AIM. Convert all of the items below into a two-column CSV with the headers "prompt" and "answer", one row per item, placing each field in quotation marks and replacing any line breaks with spaces. Omit the pictures.

EXTRACTED RECORDS.
>> begin

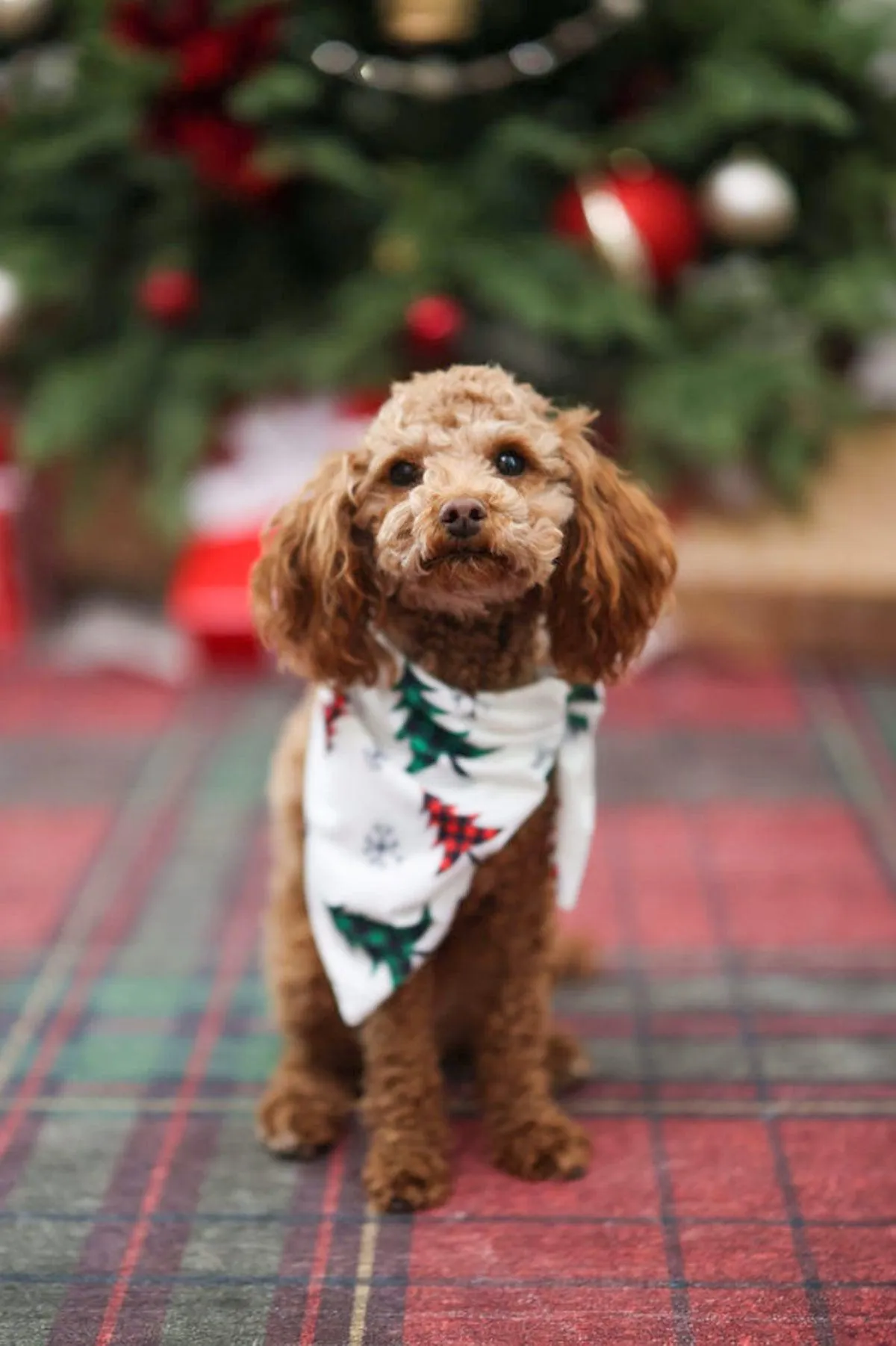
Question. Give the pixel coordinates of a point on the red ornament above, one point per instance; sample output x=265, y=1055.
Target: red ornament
x=435, y=320
x=644, y=225
x=169, y=295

>> end

TASK OUTPUT.
prompt,answer
"Question. Give the pixel coordinates of a point on the red ornament above, one point per instance; sample output x=265, y=1055. Target: red ornament","x=435, y=320 x=644, y=225 x=169, y=295"